- ÉNONCÉ DE L'EXERCICE
Renvoyez toutes les lignes de la liste ci-dessous sans y changer quoi que ce soit, s'il vous plaît.

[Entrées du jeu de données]
======
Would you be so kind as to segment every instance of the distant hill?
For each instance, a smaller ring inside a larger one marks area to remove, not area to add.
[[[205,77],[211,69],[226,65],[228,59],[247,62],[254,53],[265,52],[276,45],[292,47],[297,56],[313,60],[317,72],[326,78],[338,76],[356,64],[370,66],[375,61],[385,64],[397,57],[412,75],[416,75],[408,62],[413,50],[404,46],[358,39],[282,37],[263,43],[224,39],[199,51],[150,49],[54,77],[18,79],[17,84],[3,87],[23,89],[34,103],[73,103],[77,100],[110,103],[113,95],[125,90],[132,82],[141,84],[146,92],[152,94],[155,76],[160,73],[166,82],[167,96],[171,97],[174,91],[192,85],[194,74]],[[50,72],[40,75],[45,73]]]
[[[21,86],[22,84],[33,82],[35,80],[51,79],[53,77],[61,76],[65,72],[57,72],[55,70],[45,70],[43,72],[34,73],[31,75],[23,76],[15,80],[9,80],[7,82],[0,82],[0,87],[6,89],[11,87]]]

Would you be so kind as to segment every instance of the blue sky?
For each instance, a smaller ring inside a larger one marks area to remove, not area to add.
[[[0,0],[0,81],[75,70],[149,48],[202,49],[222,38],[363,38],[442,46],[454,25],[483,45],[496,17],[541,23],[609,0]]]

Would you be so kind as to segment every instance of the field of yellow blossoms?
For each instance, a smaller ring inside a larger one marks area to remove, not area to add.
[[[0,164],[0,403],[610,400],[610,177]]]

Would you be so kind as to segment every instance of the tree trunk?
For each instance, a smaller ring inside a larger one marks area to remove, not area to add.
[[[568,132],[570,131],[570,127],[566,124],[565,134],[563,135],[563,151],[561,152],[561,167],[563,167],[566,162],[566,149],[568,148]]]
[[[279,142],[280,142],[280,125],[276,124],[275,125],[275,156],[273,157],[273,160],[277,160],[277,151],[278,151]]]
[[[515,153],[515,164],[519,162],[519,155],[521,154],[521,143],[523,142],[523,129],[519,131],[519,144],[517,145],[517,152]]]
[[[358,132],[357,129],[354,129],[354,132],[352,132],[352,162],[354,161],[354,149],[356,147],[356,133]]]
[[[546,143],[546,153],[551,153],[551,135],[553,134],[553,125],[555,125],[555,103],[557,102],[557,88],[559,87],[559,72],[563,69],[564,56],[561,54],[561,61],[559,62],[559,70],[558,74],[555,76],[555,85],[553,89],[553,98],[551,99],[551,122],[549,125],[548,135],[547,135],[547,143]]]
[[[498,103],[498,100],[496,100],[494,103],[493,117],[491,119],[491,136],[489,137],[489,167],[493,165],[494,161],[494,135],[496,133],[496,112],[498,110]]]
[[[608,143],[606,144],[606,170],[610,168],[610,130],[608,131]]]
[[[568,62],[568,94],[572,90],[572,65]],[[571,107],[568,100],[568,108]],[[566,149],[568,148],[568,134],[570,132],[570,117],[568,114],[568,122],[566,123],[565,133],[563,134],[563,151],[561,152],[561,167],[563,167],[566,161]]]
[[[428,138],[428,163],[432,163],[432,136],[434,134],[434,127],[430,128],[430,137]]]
======
- RÉPONSE ATTENDUE
Would you be so kind as to segment every instance of the distant hill?
For each instance, a smaller ring inside a larger one marks area to remove, not area to add.
[[[205,77],[211,69],[226,65],[228,59],[247,62],[254,53],[265,52],[276,45],[292,47],[297,56],[313,60],[317,72],[326,78],[338,76],[356,64],[370,66],[375,61],[385,64],[397,57],[412,75],[416,75],[408,62],[413,50],[404,46],[358,39],[282,37],[263,43],[224,39],[199,51],[150,49],[54,77],[18,79],[17,84],[3,87],[23,89],[34,103],[73,103],[77,100],[110,103],[113,95],[125,90],[132,82],[141,84],[146,92],[152,94],[155,76],[160,73],[166,82],[167,96],[171,97],[174,91],[192,85],[194,74]],[[50,72],[40,75],[45,73]]]
[[[21,86],[22,84],[33,82],[35,80],[51,79],[53,77],[61,76],[65,72],[57,72],[55,70],[45,70],[43,72],[34,73],[31,75],[23,76],[15,80],[9,80],[7,82],[0,82],[0,87],[6,89],[11,87]]]

Would you be so kind as to segment every instance of the blue sky?
For each instance, a smaller ring inside a larger one marks area to remove, not area to add.
[[[0,0],[0,81],[75,70],[149,48],[202,49],[222,38],[363,38],[442,46],[454,25],[483,45],[496,17],[541,23],[609,0]]]

Would you be so kind as to segment every instance of the field of yellow blossoms?
For each instance, a smaller ring inside a larger one marks area to remove, not area to add.
[[[0,164],[0,403],[610,400],[610,177]]]

Would you be so kind as to segment every instance of the tree trunk?
For each instance, a smaller ring inside a larger one marks area to remove, not area to add.
[[[568,132],[570,131],[570,127],[566,124],[565,134],[563,135],[563,151],[561,152],[561,167],[563,167],[566,162],[566,149],[568,148]]]
[[[279,142],[280,142],[280,125],[276,124],[275,125],[275,156],[273,157],[273,160],[277,160],[277,151],[278,151]]]
[[[515,153],[515,164],[519,162],[519,155],[521,154],[521,143],[523,142],[523,129],[519,131],[519,144],[517,145],[517,152]]]
[[[358,132],[357,129],[354,129],[354,132],[352,132],[352,162],[354,161],[354,149],[356,147],[356,133]]]
[[[546,143],[546,153],[551,153],[551,135],[553,134],[553,125],[555,125],[555,103],[557,102],[557,88],[559,87],[559,72],[563,69],[564,56],[561,54],[561,61],[559,62],[559,70],[558,74],[555,76],[555,85],[553,89],[553,98],[551,99],[551,122],[549,125],[548,135],[547,135],[547,143]]]
[[[498,103],[498,100],[496,100],[494,103],[493,117],[491,119],[491,136],[489,137],[489,167],[493,165],[494,161],[494,135],[496,133],[496,112],[498,110]]]
[[[608,143],[606,144],[606,170],[610,168],[610,130],[608,131]]]
[[[568,62],[568,94],[572,90],[572,65]],[[571,107],[568,100],[568,108]],[[566,149],[568,148],[568,134],[570,132],[570,117],[568,114],[568,122],[566,123],[565,133],[563,134],[563,151],[561,152],[561,167],[563,167],[566,161]]]
[[[428,138],[428,163],[432,163],[432,136],[434,134],[434,127],[430,128],[430,137]]]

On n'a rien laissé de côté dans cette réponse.